- **PROBLEM TO WORK ON**
Locate each line in the records that contains the word "dark" and copy every such line in full.
───── RECORD EXTRACTS
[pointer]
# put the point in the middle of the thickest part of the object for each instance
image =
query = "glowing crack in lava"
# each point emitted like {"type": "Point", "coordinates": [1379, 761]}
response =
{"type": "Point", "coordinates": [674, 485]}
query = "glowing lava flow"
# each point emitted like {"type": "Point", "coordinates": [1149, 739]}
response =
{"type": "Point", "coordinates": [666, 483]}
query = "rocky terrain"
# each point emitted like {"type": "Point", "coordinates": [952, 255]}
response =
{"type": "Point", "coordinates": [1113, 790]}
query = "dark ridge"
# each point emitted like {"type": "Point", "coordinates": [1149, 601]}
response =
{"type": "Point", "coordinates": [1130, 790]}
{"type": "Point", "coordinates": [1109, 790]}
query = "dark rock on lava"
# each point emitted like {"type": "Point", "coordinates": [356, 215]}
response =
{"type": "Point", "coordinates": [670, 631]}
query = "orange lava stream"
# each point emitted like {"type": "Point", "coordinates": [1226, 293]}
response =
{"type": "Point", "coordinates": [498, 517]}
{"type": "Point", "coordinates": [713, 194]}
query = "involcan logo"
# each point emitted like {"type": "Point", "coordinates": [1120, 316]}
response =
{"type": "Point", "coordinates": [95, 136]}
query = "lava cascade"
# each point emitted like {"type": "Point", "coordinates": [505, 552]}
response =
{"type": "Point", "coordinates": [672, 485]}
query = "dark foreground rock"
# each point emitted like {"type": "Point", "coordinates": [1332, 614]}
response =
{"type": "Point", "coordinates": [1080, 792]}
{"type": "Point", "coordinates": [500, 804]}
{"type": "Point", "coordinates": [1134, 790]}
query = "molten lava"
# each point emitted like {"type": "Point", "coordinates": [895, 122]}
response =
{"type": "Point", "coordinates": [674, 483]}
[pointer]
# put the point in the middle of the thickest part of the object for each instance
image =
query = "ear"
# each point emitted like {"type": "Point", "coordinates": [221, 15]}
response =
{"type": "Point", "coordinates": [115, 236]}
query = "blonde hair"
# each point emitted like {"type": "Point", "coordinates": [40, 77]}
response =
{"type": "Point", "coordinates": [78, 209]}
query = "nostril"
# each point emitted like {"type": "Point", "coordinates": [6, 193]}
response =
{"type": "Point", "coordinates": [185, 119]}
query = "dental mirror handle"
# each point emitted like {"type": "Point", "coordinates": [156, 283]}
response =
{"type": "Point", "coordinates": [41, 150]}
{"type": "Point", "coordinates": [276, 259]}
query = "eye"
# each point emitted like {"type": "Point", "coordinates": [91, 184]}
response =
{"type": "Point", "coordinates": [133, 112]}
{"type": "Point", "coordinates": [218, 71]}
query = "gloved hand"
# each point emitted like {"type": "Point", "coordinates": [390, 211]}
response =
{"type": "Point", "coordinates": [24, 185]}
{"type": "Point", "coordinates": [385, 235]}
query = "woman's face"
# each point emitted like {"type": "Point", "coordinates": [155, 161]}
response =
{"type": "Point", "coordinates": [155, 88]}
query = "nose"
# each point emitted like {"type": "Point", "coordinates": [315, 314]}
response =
──────────
- **FULL RESPONSE**
query = "dark ridge"
query = "dark rock on lava"
query = "dark foreground rock"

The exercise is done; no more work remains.